§ SOURCE EXTRACT
————————
Game Pile: Prince Of Persia 2008

I’m not sure at what point I started to get so picky with videogames that I felt I could discard them in the first hour or two of playing. Yesterday I deleted Prince of Persia (2008), a game that’s misnamed twice with big structural problems that once again reminds me that as a PC gamer, I am a second-class citizen.

See, when the game was made, clearly for a console, it was made with a lot of context-sensitive press-the-right-button controls, which in a console gives you four buttons of reasonably identical access, all underneath your thumb. For a console controller, you can smoothly step from A to B to C To D, and the buttons have a clear place in your brain, if you’re a console gamer. When you see an ? or a ? you just know what to press and that means they all move together nice and smoothly. Those four buttons associate together well, and tightly.

On a PC, the buttons are, in order of introduction, spacebar, left mouse button, R, and E. They are represented by a green circle, a slightly left-leaning line in a grey circle, a red circle, and a yellow circle. Also, the right mouse button is used for something that the shoulder buttons do, and it’s represented by a little grey circle that’s meant to mirror the left mouse button icon. Thing is, these are brand new symbols to me. I am not used to thinking of my spacebar as a green button. It’s not a green button, it’s a black button.

What this means is that in the crucial opening of the game, in which they introduce to me the system whereby I am going to interact with their world, instead of telling me ‘Do this, by doing this,’ they instead say ‘do this.’ and wait like a fussy babysitter for me to do the correct thing. Worse, in the tutorial sections, the tutorial techniques aren’t the only way to do things. I cleared a jump without doing the wallrun it wanted me to do, and the game stayed with the big tutorial decals around, waiting for me to go back and Do It Properly. This attitude of Do It Properly carried over to the combat. The tutorial stopped short and told me exactly what moves to do and when, and when I didn’t do them its particular opinion of what was the ‘right’ way, rejuvenated the enemy health and started me over. My dispatch of two inconsequential guards on a road in the middle of nowhere had to be done with a suitably impressive style and flair to appropriately impress Elika, apparently.
————————
§ DATA LINES
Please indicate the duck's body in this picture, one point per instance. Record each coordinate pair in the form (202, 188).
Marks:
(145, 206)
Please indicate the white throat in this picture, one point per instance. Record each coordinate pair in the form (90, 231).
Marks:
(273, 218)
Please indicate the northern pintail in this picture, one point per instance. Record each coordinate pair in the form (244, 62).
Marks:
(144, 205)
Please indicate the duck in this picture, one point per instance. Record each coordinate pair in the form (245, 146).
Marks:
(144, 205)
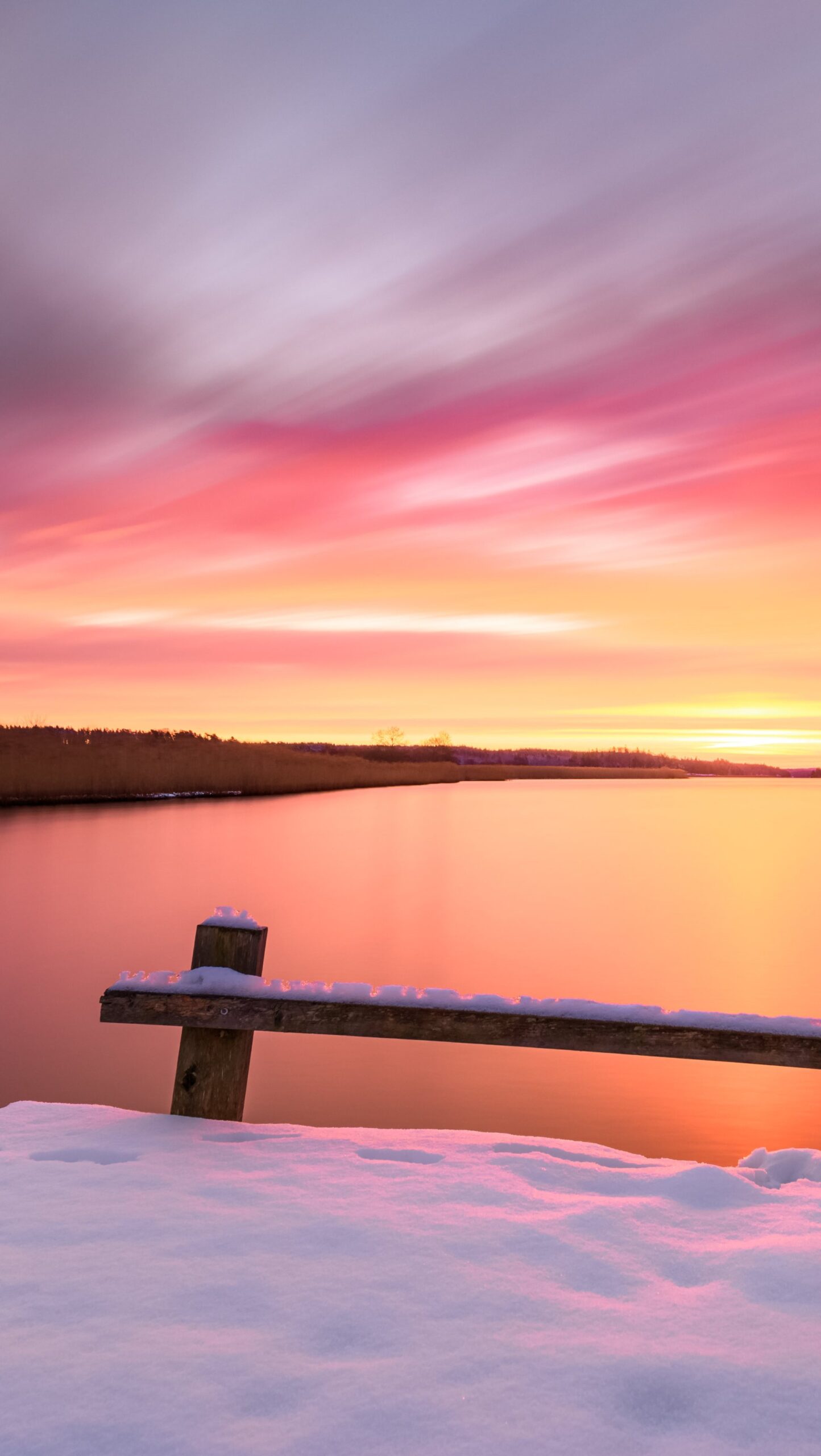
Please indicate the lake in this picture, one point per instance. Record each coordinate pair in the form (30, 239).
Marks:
(695, 893)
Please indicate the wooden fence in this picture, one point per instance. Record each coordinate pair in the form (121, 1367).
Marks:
(217, 1031)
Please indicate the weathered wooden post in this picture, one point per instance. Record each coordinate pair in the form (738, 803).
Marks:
(212, 1069)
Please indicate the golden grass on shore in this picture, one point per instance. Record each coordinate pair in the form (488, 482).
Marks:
(57, 766)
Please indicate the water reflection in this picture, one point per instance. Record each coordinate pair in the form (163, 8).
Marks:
(674, 893)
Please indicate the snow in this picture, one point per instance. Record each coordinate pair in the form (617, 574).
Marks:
(237, 919)
(220, 981)
(184, 1288)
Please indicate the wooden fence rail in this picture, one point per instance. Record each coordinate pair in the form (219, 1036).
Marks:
(214, 1052)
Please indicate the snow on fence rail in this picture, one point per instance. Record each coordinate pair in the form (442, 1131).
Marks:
(220, 1004)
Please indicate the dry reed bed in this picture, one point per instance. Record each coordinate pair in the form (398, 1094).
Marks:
(48, 765)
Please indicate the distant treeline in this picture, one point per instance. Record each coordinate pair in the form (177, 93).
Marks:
(564, 758)
(69, 765)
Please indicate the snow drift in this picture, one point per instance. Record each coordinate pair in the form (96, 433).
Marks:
(198, 1289)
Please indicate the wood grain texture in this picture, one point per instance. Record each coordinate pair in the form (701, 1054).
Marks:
(434, 1024)
(213, 1064)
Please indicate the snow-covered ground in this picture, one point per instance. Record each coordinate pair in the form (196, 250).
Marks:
(178, 1288)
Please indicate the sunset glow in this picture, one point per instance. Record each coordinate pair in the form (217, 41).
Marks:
(482, 396)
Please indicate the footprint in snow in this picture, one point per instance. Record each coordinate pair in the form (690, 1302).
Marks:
(564, 1153)
(399, 1155)
(85, 1155)
(243, 1138)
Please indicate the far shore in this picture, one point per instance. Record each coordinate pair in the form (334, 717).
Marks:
(51, 766)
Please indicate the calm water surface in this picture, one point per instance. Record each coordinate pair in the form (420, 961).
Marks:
(699, 895)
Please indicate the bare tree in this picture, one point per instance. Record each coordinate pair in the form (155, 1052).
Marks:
(388, 737)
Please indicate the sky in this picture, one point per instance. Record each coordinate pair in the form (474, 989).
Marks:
(451, 365)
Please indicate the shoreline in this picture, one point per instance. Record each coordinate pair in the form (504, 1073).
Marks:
(468, 774)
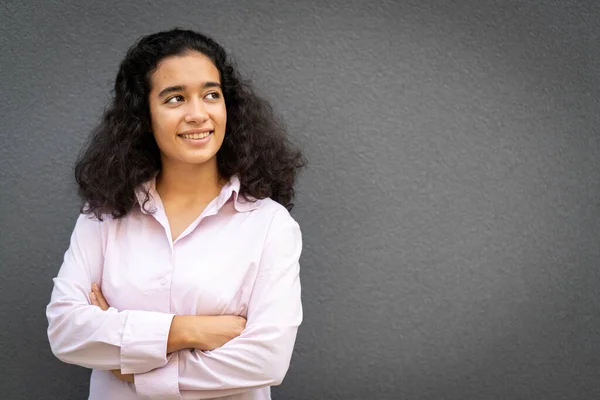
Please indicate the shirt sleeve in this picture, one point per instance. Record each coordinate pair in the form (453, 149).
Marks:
(261, 355)
(83, 334)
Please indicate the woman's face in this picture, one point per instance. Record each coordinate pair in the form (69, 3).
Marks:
(187, 110)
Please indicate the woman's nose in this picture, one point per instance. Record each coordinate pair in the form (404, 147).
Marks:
(196, 112)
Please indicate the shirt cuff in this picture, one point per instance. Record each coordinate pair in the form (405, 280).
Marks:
(144, 341)
(161, 383)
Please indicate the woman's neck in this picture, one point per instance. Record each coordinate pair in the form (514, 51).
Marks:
(189, 183)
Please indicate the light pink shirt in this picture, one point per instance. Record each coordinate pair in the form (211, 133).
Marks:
(236, 258)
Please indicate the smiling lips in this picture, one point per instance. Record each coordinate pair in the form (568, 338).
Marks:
(196, 134)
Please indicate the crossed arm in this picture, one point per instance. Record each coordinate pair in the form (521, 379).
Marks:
(145, 343)
(187, 331)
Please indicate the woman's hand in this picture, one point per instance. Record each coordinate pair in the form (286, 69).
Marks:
(97, 299)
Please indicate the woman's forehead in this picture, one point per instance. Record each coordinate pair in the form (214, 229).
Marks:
(191, 69)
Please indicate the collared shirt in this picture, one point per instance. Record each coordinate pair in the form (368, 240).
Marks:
(238, 257)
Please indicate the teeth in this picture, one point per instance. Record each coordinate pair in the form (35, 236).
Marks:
(196, 135)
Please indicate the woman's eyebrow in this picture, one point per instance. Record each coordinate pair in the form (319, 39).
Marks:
(179, 88)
————————
§ JOB 1
Return verbatim the stretch of the rows from the line containing "Please indicate the woman's forehead" through the final row, with both ends included.
§ JOB 2
Extend the Prince of Persia (2008) review, beginning after its final sentence.

§ EXERCISE OUTPUT 1
Please indicate the woman's forehead in this picture, one point per instance. Record each coordinate pair in the form (214, 229).
Marks:
(191, 69)
Please indicate the collared shirt in this picture, one point per instance. Record each coordinate pair in the form (368, 240).
Marks:
(238, 257)
Please indicate the teeth in this picture, one point per instance. Record each coordinate pair in the form (35, 236).
Marks:
(196, 135)
Please indicate the woman's eyebrow in this picture, one point per instance. Record each coordinate pair in the form (319, 39).
Marks:
(179, 88)

§ EXERCISE OUTPUT 2
This interface shit just gets worse as the game unfolds. When you get to a map interface, where you have to move a cursor over to a spot, and press a button, any PC user would tell you that the button you push should be the mouse button, but it’s not. It’s the fucking R button. R! The letter on the keyboard that’s next to E and T!

The tutorials keep going, too – after an hour of play, I was still getting things tutorial’d at me, as if the in-game explanations that were offered for plot events in the cut scenes and quick-time events I had to do weren’t obvious enough. It wasn’t just flashing up nice, subtle ‘do this to do this’ entries like, for example, Fallout 3’s interface did, it actually explicitly opens a simple, point-and-click map interface that is completely understandable to anyone who’s used Steam or Windows at all, with Welcome To The Map Tutorial. Know what it needs to tell me? ‘You can’t access these places until you’ve accessed these places.’ Cursor-over-this-and-button is the most basic form of interface, but Prince of Persia’s sneering attitude hovers in the background of even this exchange and figures that it has to tell me how to use it.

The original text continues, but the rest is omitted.